#### TEXTE FOURNI:

════

Davantage de rigueur et de structure aurait été nécessaire pour donner de la puissance à ce récit et nous émouvoir tout en nous faisant frissonner. Malgré la violence de certaines scènes, le film ne fait jamais réellement peur (sauf, peut-être, vers la fin) et le seul personnage de cannibale véritablement charismatique et inquiétant (le vieux vagabond Sully incarné par Mark Rylance, impressionnant) ne suffit pas à relever le niveau à lui seul d’un métrage qui tire clairement en longueur et manque souvent de subtilité.
Questionnement philosophique mollasson et défauts d’écriture
Les héros sont-ils condamnés, par leur condition, à se repaître de la chair d’autrui ou à être exclus de la société et éloignés du commun des mortels à l’image de la mère de Maren (Chloë Sevigny), qui s’est elle-même fait interner en hôpital psychiatrique pour ne faire de mal à personne ? Perpétuer le comportement ou les fautes des parents est-il inévitable ou bien s’agit-il d’un conditionnement, voire d’un choix, à l’image du vieux vagabond solitaire Sully, qui a mis en place tout un système proche de celui d’un serial killer pour se nourrir sans se poser de questions morales ? Ce questionnement n’est pas raconté ni mis en scène de manière passionnante bien que le film coche toutes les cases du film indé, et la caractérisation des personnages n’aide pas.
Si Taylor Russell est plutôt bonne actrice, la relative apathie de son personnage pendant les deux premiers actes n’aide pas vraiment et elle arbore souvent les mêmes expressions – la faute, de toute évidence, à la direction d’acteurs du réalisateur, puisqu’elle arbore une palette de jeu bien plus riche lors du dernier acte, où elle se montre assez impressionnante, permettant d’emporter (tardivement) l’adhésion. Timothée Chalamet, quant à lui, est certes plus torturé que le Edward de Twilight auquel on ne peut s’empêcher de penser mais, là encore, son personnage de jeune cannibale manque de charisme et n’apparaît pas assez magnétique pour vraiment emballer, même si son secret le rend au final plutôt touchant et que l’on ne saurait remettre en question l’implication de l’acteur, qui a également participé à la production. Le duo a beau plutôt bien fonctionner à l’écran, leur histoire peine à passionner en raison des défauts d’écriture du scénario de David Kajganich, ce qui fait que l’on s’ennuie gentiment pendant une partie non négligeable du métrage.

════

#### DONNÉES FOURNIES:
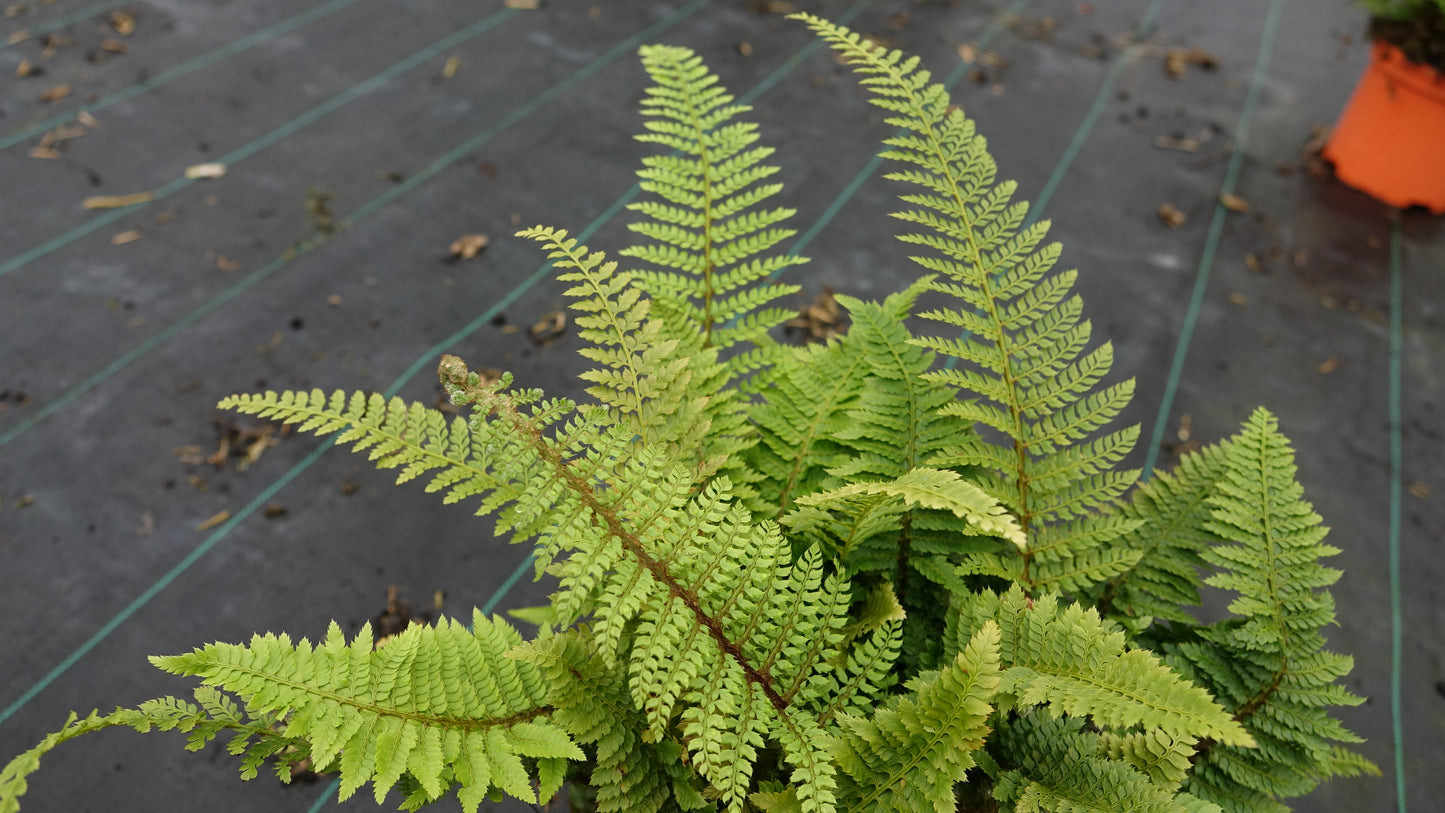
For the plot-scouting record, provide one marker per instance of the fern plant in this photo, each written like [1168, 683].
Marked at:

════

#### EXERCICES À TRAITER:
1. Selon la critique, pourquoi les expressions répétitives de Taylor Russell sont-elles imputées à la direction d'acteurs du réalisateur ? Répondez en une à trois phrases.
2. Restituez sans modification le passage de la critique qui va de « Questionnement philosophique mollasson » jusqu'à « personnages n’aide pas. ».

#### RÉPONSES ATTENDUES:
1. Parce que l'actrice déploie une palette de jeu bien plus riche lors du dernier acte, où elle se montre assez impressionnante. La monotonie de son jeu pendant les deux premiers actes ne viendrait donc pas d'elle, d'autant que la critique la juge plutôt bonne actrice.

2.
Questionnement philosophique mollasson et défauts d’écriture
Les héros sont-ils condamnés, par leur condition, à se repaître de la chair d’autrui ou à être exclus de la société et éloignés du commun des mortels à l’image de la mère de Maren (Chloë Sevigny), qui s’est elle-même fait interner en hôpital psychiatrique pour ne faire de mal à personne ? Perpétuer le comportement ou les fautes des parents est-il inévitable ou bien s’agit-il d’un conditionnement, voire d’un choix, à l’image du vieux vagabond solitaire Sully, qui a mis en place tout un système proche de celui d’un serial killer pour se nourrir sans se poser de questions morales ? Ce questionnement n’est pas raconté ni mis en scène de manière passionnante bien que le film coche toutes les cases du film indé, et la caractérisation des personnages n’aide pas.